Pick out every line in the rows below that contains the word "large" and copy each such line. Match case exactly.
++++++++
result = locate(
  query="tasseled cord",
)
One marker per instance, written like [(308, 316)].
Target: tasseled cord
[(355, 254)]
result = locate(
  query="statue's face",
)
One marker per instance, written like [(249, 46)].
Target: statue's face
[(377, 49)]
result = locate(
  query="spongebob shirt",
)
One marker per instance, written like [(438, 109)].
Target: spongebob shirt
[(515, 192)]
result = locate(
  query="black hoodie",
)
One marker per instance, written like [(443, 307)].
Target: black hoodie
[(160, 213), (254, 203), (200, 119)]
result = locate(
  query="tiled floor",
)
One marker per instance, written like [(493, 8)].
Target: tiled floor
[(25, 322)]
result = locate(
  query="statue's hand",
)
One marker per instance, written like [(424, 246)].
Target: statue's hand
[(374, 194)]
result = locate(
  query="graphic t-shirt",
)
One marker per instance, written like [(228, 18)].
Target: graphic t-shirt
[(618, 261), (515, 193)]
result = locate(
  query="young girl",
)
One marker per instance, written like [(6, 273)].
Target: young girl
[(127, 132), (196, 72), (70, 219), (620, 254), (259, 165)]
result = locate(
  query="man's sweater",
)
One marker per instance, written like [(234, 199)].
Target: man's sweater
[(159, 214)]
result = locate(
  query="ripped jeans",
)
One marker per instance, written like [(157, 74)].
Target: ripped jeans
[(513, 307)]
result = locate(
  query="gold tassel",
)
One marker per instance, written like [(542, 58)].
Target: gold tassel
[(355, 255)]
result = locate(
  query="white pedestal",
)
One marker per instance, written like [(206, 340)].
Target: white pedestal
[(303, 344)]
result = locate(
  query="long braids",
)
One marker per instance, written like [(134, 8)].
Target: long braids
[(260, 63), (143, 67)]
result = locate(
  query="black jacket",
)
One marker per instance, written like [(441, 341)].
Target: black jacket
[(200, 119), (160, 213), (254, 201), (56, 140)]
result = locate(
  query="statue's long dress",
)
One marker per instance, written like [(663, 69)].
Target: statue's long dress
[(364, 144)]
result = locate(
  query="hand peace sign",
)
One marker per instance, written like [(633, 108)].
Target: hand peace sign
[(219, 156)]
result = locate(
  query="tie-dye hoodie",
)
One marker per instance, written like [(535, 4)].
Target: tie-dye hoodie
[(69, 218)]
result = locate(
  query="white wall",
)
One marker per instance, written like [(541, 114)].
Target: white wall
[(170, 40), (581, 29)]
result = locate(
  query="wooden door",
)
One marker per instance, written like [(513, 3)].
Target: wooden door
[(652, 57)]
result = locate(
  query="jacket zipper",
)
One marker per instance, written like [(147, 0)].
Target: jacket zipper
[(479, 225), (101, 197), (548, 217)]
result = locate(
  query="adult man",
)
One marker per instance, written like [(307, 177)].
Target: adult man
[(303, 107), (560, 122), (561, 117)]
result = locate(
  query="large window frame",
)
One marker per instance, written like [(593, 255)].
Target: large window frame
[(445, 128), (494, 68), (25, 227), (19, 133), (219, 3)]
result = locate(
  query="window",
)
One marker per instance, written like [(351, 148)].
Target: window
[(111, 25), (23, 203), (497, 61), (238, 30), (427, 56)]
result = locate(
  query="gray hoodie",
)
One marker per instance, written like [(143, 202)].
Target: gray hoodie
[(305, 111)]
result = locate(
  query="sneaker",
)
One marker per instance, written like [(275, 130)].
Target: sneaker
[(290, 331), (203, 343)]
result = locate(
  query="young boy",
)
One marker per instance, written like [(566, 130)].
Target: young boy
++++++++
■ Exercise result:
  query="large window frame",
Target: large window frame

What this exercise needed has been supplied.